─── Data extract
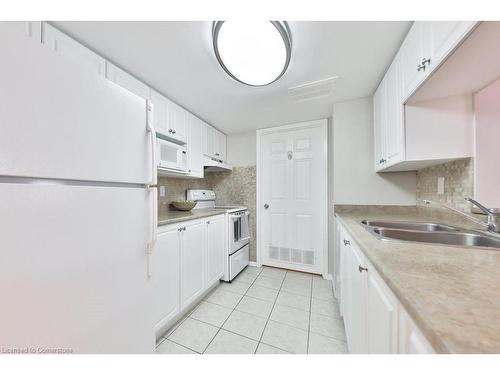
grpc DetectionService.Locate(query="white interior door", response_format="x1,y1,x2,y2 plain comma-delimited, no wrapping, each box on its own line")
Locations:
258,120,327,273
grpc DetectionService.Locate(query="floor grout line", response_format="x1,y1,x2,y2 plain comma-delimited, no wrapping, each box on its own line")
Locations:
156,266,346,354
254,270,288,354
202,262,263,354
306,277,314,354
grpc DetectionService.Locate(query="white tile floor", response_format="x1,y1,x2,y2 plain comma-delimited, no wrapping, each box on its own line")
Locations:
156,267,347,354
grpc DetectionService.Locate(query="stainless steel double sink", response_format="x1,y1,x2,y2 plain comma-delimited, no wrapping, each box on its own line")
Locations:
361,220,500,250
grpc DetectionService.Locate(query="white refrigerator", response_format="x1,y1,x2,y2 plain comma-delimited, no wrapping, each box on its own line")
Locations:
0,22,157,353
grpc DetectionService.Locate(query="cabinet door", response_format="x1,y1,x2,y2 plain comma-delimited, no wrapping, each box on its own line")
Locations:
207,215,227,285
384,54,404,167
218,132,227,161
203,123,215,157
151,90,168,136
373,79,387,171
172,105,188,143
42,22,106,76
424,21,476,70
167,100,186,143
106,61,150,100
186,114,203,178
152,228,180,327
400,22,426,101
348,244,367,353
180,221,206,309
367,269,398,354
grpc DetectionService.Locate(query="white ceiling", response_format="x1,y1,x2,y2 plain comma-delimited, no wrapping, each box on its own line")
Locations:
53,21,411,133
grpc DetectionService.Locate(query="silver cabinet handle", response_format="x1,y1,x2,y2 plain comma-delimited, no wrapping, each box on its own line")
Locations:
358,264,368,272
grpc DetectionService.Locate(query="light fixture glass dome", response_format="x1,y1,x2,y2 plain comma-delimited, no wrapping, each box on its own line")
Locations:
213,21,291,86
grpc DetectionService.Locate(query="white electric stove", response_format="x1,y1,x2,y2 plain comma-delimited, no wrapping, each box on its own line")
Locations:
186,189,250,282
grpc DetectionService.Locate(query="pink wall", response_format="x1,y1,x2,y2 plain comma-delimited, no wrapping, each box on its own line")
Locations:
474,80,500,207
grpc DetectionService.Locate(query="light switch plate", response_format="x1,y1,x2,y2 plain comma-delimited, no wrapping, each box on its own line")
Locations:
438,177,444,195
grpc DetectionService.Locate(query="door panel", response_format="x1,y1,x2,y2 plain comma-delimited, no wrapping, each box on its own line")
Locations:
181,222,206,309
259,125,326,273
0,182,155,354
0,22,153,183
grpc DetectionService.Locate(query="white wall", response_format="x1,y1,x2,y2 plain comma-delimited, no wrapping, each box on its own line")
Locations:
227,131,257,167
474,80,500,207
331,97,416,205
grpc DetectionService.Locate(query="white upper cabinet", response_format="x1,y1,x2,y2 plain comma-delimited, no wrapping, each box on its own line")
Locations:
373,21,476,172
424,21,476,77
166,99,188,143
373,55,404,171
186,113,203,178
150,89,168,135
373,79,387,171
203,123,226,161
106,61,149,100
401,21,476,101
42,22,106,77
399,22,426,98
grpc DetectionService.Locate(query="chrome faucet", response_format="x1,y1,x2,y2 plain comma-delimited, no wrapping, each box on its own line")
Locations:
465,198,500,233
422,198,500,233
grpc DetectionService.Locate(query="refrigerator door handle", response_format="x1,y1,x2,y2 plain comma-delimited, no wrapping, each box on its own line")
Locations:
146,186,158,278
146,99,158,277
146,99,158,185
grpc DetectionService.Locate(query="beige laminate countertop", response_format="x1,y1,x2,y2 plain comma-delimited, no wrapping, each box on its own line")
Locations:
336,207,500,353
158,208,226,226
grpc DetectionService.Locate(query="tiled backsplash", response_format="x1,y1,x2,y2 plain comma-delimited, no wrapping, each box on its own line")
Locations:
417,158,474,212
158,166,257,261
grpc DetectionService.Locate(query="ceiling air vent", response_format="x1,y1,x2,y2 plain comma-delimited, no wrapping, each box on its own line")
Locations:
288,76,339,102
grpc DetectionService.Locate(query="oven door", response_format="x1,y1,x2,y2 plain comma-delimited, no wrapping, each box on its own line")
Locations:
229,211,250,254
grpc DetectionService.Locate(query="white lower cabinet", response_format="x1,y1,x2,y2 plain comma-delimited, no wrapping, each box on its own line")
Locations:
152,228,180,327
366,270,398,354
152,215,227,334
206,216,226,284
337,221,434,354
179,222,206,308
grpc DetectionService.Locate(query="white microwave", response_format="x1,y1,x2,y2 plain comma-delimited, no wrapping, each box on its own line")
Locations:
156,138,187,172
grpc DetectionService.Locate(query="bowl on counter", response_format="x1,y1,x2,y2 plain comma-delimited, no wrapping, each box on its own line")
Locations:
172,201,196,211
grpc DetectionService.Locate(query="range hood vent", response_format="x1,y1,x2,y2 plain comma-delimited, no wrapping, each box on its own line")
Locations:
203,156,233,172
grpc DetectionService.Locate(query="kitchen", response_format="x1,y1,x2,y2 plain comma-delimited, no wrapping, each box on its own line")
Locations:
0,0,500,374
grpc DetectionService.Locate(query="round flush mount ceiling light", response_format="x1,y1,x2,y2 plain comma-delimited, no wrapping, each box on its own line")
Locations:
213,21,292,86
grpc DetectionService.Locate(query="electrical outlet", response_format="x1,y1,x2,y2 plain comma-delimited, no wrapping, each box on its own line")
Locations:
438,177,444,195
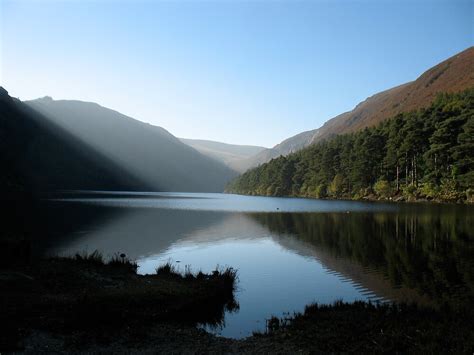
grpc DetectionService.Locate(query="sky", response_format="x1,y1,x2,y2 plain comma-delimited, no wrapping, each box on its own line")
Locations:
0,0,474,147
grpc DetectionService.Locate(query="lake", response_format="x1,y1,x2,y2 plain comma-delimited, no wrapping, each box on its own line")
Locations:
42,191,474,338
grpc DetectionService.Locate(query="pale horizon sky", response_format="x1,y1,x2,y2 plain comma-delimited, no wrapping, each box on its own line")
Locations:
0,0,474,147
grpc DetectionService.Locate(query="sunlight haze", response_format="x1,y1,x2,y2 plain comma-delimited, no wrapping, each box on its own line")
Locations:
0,0,473,147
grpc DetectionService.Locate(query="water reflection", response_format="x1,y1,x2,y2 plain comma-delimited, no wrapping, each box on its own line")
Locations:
46,194,474,338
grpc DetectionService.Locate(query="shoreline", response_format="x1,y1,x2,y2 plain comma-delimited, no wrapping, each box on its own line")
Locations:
0,253,474,353
222,191,474,206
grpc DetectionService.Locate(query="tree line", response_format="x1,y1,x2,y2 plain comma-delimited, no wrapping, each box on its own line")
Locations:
226,88,474,201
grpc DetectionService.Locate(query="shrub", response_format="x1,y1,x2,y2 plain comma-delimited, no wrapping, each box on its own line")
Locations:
329,174,344,197
419,182,439,198
314,184,328,198
374,180,392,197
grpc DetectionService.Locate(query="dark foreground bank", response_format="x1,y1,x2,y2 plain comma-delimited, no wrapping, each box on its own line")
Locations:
0,248,474,353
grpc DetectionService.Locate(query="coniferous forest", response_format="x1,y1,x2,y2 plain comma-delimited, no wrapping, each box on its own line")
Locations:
227,88,474,202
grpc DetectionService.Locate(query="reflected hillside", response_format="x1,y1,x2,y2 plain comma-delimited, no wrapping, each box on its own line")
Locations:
252,210,474,310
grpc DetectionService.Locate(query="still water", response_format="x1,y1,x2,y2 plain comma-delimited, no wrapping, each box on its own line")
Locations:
46,191,474,338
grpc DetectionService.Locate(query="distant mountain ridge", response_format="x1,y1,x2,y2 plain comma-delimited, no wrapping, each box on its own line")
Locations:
180,138,267,173
25,97,236,192
242,47,474,169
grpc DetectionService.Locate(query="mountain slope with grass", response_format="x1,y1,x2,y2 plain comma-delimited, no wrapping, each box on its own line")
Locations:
180,138,266,173
26,97,236,192
243,47,474,168
227,87,474,202
0,87,146,198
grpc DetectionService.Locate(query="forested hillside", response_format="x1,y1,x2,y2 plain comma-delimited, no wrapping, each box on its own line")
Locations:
227,88,474,201
243,47,474,168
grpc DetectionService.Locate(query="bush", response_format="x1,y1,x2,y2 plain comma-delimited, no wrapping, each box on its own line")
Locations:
374,180,392,197
419,182,439,198
440,179,460,200
403,185,417,197
466,188,474,202
314,184,328,198
329,174,344,197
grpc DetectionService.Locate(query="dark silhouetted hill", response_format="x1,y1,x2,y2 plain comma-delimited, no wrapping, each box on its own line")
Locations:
25,97,236,192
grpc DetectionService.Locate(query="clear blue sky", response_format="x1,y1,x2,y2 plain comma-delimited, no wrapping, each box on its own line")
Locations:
0,0,474,146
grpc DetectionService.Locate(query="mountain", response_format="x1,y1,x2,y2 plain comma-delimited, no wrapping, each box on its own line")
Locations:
242,47,474,169
25,97,236,192
180,138,266,173
0,87,145,199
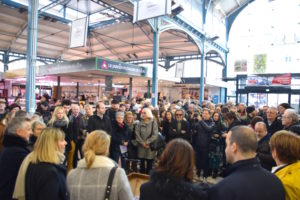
──────
### Written task
Reproduce the data above word for word, starting at the beginning of the data and ending with the line that contains "358,264,368,272", including both ends. Leave the pictures out of your answer.

### Solution to the exercise
grpc DetectionService.Locate(query="white interior door", response_format="x1,y1,x2,y2 plain comma-delimited, no wrapping, each box on its own line")
Locations:
258,120,327,273
grpc DetectionService.Locate(query="floor grout line", response_format="x1,y1,x2,y2 plain comma-delimited, no wrapping, each box on its own line")
Locations:
156,266,346,354
254,270,288,354
202,262,263,354
306,277,314,354
grpc DetectionService.Locate(query="white tile floor", response_format="x1,y1,x2,y2 plain comma-delimited, no wrapping, each box on its own line")
Locations:
156,267,347,354
grpc DetectionService.Locate(query="stainless steel double sink", response_format="x1,y1,x2,y2 plain comma-delimited, no wrapping, each box on its own line")
Locations:
361,220,500,250
grpc DetectionService.Locate(query="white refrigerator", response_format="x1,y1,x2,y2 plain comma-delimited, no wrapping, each box on its own line")
Locations:
0,22,157,353
grpc DetectionService.Locate(query="cabinet door", response_format="x1,y1,x2,y2 plain comma-delimited, no wrapping, each box on its own line")
Locations:
207,215,227,285
384,54,404,167
218,132,227,161
203,123,215,157
151,90,168,136
373,79,387,171
172,105,188,143
42,22,106,76
424,21,476,70
167,100,186,143
106,61,150,100
186,114,203,178
152,228,180,327
400,22,426,101
348,244,367,353
180,221,206,309
367,269,398,354
grpc DetectionService.Locate(query="white ceiling", response_format="x1,y1,x2,y2 plain comma-delimited, no wrapping, each box on its own line")
Locations:
53,21,411,133
grpc DetectionService.Locate(query="silver cabinet handle", response_format="x1,y1,x2,y2 plain comma-delimited, no wrapping, each box on its own line")
Locations:
358,264,368,272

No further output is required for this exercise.